Jimmy Hall (born April 26, 1949) is the American lead singer and harmonica player for the Southern rock group, Wet Willie.

Hall was born in Birmingham, Alabama, and reared in Mobile, Alabama. He first gained notoriety in 1970 as the lead vocalist, saxophonist and harmonica player for Wet Willie. The band’s R&B-infused rock and roll style propelled its biggest hit, “Keep On Smilin’,” into the Top 10 on the Billboard singles chart in 1974.

Wet Willie released five albums with Capricorn Records before moving to the Epic label in 1977, where its singles “Street Corner Serenade” and “Weekend” charted in the Top 40.

In 1980, Hall scored a solo hit with the single "I'm Happy that Love Has Found You" (US No. 27, AC #30). In May 1982, Hall peaked at No. 77 with the song "Fool for Your Love."

From 1982 to 1984, he was, one of two frontmen of the group Betts, Hall, Leavell and Trucks.
──────
**Stated task 1:** Which song titles appear in the Jimmy Hall biography?
The Jimmy Hall biography has no connection to the records.

Named-object pointing records:
──────
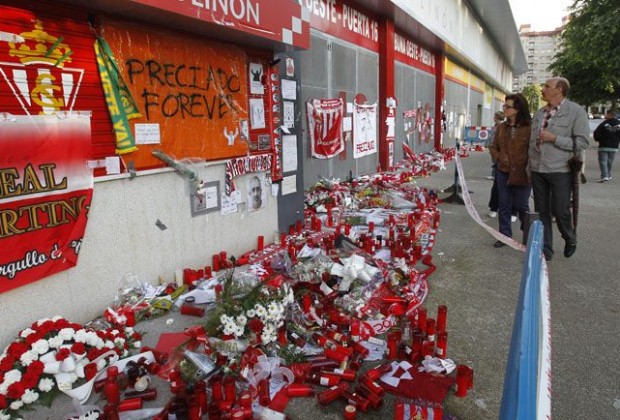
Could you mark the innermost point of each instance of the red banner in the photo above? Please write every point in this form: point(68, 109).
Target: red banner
point(45, 192)
point(325, 127)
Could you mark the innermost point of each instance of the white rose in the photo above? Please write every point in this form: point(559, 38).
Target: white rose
point(28, 357)
point(46, 384)
point(30, 396)
point(41, 346)
point(55, 342)
point(25, 333)
point(16, 405)
point(66, 333)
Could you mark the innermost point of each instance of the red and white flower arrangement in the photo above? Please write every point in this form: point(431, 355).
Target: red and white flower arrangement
point(53, 354)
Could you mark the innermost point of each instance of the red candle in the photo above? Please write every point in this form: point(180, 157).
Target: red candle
point(192, 310)
point(393, 341)
point(422, 319)
point(442, 344)
point(349, 412)
point(374, 387)
point(130, 404)
point(375, 400)
point(111, 389)
point(377, 372)
point(462, 380)
point(430, 329)
point(230, 388)
point(299, 390)
point(216, 262)
point(217, 392)
point(332, 394)
point(442, 316)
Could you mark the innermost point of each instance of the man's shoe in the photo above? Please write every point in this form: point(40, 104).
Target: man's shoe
point(569, 249)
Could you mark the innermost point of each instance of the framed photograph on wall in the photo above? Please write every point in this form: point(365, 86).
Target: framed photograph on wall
point(264, 142)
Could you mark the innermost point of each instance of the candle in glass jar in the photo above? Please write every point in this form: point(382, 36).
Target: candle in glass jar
point(442, 315)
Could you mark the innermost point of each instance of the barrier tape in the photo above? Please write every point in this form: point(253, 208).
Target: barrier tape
point(543, 399)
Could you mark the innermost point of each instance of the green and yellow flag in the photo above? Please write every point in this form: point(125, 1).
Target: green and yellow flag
point(120, 103)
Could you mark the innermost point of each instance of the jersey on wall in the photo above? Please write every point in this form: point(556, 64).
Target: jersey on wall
point(325, 127)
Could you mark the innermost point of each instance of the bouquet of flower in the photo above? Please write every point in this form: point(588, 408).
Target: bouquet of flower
point(256, 314)
point(53, 354)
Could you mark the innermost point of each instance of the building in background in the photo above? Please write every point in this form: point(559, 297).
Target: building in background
point(540, 47)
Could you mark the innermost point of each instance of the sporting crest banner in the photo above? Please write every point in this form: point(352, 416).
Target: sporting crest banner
point(325, 127)
point(45, 191)
point(364, 130)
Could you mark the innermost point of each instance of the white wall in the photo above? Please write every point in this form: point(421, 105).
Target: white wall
point(121, 237)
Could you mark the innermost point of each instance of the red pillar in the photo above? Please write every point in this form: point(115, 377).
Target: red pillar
point(440, 83)
point(386, 86)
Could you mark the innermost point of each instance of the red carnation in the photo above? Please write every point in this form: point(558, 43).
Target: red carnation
point(30, 380)
point(17, 348)
point(61, 323)
point(15, 391)
point(63, 354)
point(36, 367)
point(93, 353)
point(33, 338)
point(256, 325)
point(46, 327)
point(7, 363)
point(78, 348)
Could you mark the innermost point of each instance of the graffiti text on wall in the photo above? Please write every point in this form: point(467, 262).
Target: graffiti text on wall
point(195, 92)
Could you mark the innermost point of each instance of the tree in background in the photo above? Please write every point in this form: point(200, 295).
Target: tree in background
point(533, 94)
point(590, 55)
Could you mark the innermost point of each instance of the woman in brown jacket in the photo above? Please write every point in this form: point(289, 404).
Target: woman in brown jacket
point(509, 149)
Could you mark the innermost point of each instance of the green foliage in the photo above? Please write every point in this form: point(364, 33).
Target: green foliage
point(590, 55)
point(533, 94)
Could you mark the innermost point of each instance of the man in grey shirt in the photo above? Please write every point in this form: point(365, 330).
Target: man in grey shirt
point(555, 129)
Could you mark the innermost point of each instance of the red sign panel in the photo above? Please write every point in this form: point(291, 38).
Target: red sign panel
point(344, 21)
point(47, 64)
point(45, 192)
point(277, 20)
point(408, 52)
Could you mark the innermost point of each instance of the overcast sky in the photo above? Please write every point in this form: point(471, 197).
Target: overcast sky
point(543, 15)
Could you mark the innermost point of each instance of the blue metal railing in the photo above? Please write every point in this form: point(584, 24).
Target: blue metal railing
point(526, 368)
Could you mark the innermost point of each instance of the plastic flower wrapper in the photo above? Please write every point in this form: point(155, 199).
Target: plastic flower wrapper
point(311, 264)
point(281, 262)
point(53, 355)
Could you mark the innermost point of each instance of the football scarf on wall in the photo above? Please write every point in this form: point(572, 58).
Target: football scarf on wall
point(45, 194)
point(121, 105)
point(325, 127)
point(364, 130)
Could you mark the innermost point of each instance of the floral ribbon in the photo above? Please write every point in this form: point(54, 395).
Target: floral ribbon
point(354, 267)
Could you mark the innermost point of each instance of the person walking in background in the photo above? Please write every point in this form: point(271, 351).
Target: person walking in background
point(509, 150)
point(498, 117)
point(558, 129)
point(607, 135)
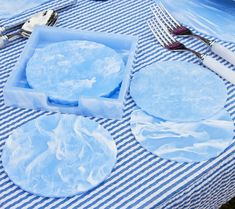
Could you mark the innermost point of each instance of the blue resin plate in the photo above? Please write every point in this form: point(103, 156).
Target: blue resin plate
point(182, 115)
point(10, 8)
point(59, 155)
point(212, 17)
point(183, 142)
point(66, 70)
point(178, 91)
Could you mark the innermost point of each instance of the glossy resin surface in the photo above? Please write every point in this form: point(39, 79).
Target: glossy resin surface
point(59, 155)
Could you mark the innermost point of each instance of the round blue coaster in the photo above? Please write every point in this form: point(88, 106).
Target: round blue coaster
point(185, 141)
point(178, 91)
point(59, 155)
point(66, 70)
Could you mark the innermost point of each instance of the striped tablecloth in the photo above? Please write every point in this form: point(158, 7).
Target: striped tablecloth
point(139, 179)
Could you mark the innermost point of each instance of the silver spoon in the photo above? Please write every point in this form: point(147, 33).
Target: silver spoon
point(48, 17)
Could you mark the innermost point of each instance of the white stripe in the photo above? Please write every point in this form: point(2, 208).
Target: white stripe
point(179, 185)
point(127, 189)
point(122, 170)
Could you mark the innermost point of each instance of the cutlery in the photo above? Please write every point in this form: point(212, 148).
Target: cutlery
point(178, 29)
point(166, 40)
point(47, 17)
point(57, 8)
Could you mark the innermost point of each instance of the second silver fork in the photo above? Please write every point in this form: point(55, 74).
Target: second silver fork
point(169, 42)
point(176, 28)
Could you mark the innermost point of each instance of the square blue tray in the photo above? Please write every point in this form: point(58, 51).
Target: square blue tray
point(18, 93)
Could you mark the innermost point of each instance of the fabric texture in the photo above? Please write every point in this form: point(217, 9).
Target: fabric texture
point(139, 179)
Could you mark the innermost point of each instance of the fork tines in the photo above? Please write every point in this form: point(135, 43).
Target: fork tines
point(160, 33)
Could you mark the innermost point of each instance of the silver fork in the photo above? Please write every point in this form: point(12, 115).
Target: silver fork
point(178, 29)
point(169, 42)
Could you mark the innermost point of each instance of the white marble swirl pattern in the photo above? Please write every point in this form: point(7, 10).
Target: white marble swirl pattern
point(10, 8)
point(185, 141)
point(66, 70)
point(59, 155)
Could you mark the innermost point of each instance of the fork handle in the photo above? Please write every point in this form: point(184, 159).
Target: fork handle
point(219, 68)
point(223, 52)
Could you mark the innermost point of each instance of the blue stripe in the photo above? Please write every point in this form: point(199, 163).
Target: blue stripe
point(127, 17)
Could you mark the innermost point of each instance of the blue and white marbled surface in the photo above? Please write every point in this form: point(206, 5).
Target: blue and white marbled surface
point(212, 17)
point(185, 141)
point(66, 70)
point(59, 155)
point(178, 91)
point(10, 8)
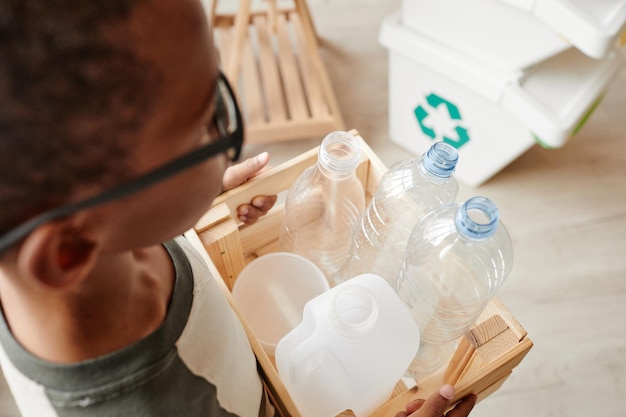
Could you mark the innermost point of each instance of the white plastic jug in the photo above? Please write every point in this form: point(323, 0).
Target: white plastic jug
point(353, 345)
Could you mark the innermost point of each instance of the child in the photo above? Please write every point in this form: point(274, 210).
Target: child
point(115, 128)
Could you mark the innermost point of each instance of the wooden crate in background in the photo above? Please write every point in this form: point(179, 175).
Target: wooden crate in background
point(483, 360)
point(271, 57)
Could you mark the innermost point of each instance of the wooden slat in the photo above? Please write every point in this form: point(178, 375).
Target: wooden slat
point(296, 100)
point(312, 84)
point(240, 32)
point(272, 86)
point(223, 244)
point(287, 130)
point(255, 109)
point(318, 66)
point(228, 19)
point(224, 44)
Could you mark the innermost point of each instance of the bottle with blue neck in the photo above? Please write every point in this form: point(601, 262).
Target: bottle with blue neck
point(410, 189)
point(457, 258)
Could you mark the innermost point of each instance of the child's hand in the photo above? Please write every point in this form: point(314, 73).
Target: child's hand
point(437, 404)
point(238, 174)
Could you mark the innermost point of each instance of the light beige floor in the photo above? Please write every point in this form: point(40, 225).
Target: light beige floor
point(565, 210)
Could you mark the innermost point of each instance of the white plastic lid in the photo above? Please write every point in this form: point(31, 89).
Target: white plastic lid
point(552, 98)
point(593, 26)
point(488, 31)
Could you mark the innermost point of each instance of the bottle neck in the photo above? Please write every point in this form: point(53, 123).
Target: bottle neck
point(440, 160)
point(477, 218)
point(339, 154)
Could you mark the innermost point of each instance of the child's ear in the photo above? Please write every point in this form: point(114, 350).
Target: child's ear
point(55, 256)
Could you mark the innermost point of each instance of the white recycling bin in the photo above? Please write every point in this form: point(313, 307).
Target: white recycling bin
point(592, 26)
point(492, 100)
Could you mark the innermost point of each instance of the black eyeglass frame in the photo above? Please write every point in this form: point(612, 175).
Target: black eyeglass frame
point(227, 141)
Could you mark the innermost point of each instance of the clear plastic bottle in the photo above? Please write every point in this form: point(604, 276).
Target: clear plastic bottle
point(324, 205)
point(405, 194)
point(457, 257)
point(329, 363)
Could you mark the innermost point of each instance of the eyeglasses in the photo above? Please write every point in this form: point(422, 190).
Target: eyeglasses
point(227, 121)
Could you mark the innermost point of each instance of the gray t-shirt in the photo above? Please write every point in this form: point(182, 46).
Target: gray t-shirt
point(197, 363)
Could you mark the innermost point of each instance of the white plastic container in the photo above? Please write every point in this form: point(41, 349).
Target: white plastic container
point(491, 105)
point(593, 26)
point(354, 344)
point(271, 292)
point(531, 27)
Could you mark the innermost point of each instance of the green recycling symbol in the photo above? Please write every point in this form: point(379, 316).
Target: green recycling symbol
point(426, 124)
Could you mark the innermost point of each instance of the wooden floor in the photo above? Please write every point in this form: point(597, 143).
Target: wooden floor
point(565, 210)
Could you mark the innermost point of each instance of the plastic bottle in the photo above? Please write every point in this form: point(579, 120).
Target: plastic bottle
point(324, 205)
point(406, 192)
point(457, 257)
point(353, 345)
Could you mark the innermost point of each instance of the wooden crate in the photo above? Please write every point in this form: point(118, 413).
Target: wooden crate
point(478, 368)
point(272, 59)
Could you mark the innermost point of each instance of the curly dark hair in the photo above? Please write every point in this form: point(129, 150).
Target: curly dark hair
point(71, 97)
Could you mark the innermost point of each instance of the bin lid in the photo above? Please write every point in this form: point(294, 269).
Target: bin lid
point(489, 31)
point(593, 26)
point(551, 98)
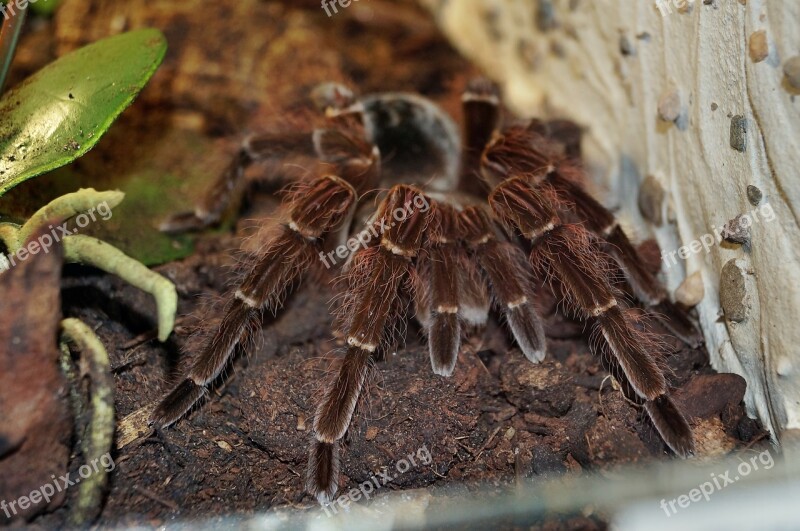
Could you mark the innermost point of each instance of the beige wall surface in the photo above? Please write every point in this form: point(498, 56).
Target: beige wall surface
point(702, 97)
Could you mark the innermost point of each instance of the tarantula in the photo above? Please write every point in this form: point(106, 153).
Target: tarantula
point(455, 225)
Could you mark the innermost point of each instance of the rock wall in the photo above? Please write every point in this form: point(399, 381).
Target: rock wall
point(692, 119)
──────
**Stated task 2:** In the records, write out everything from the line with "form: point(274, 210)." to the line with "point(339, 154)".

**Correct answer 1:**
"Keep On Smilin'"
"Street Corner Serenade"
"Weekend"
"I'm Happy that Love Has Found You"
"Fool for Your Love"

**Correct answer 2:**
Could you mark the innermost point of each instance of the child in the photo above? Please write every point in this form: point(274, 210).
Target: child
point(115, 128)
Could you mark the innermost point of each instance of the wooden crate in background in the photo above? Please write every point in this form: point(179, 175).
Target: wooden crate in background
point(483, 360)
point(271, 57)
Could you mark the innermost point of each instance of the wooden slat in the photo above? Please write every point in this form: point(178, 375).
Target: wooden slat
point(296, 100)
point(312, 84)
point(240, 32)
point(272, 86)
point(223, 244)
point(287, 130)
point(255, 109)
point(318, 66)
point(228, 19)
point(224, 44)
Could you mark the innermost point of each instance of the bottle with blue neck in the photo above? Please write every point in this form: point(601, 262).
Target: bottle with blue neck
point(410, 189)
point(457, 258)
Could you mark the innermost point of each instance of the child's hand in the photo above? Please write every point in this form: point(314, 73).
Target: child's hand
point(437, 404)
point(238, 174)
Could you mark the innermost point of each instance of the light beige floor in the photo above? Please write every point in this form: point(40, 225).
Target: light beige floor
point(565, 210)
Could you mark the innermost point of each instance of the white plastic lid in the photo above? Please write every point in this form: point(31, 89).
Target: white plastic lid
point(552, 98)
point(593, 26)
point(488, 31)
Could you mark the innermost point of each instance of the bottle neck in the photo above? Please write every point in this form: point(53, 123).
Target: bottle neck
point(440, 160)
point(477, 218)
point(339, 154)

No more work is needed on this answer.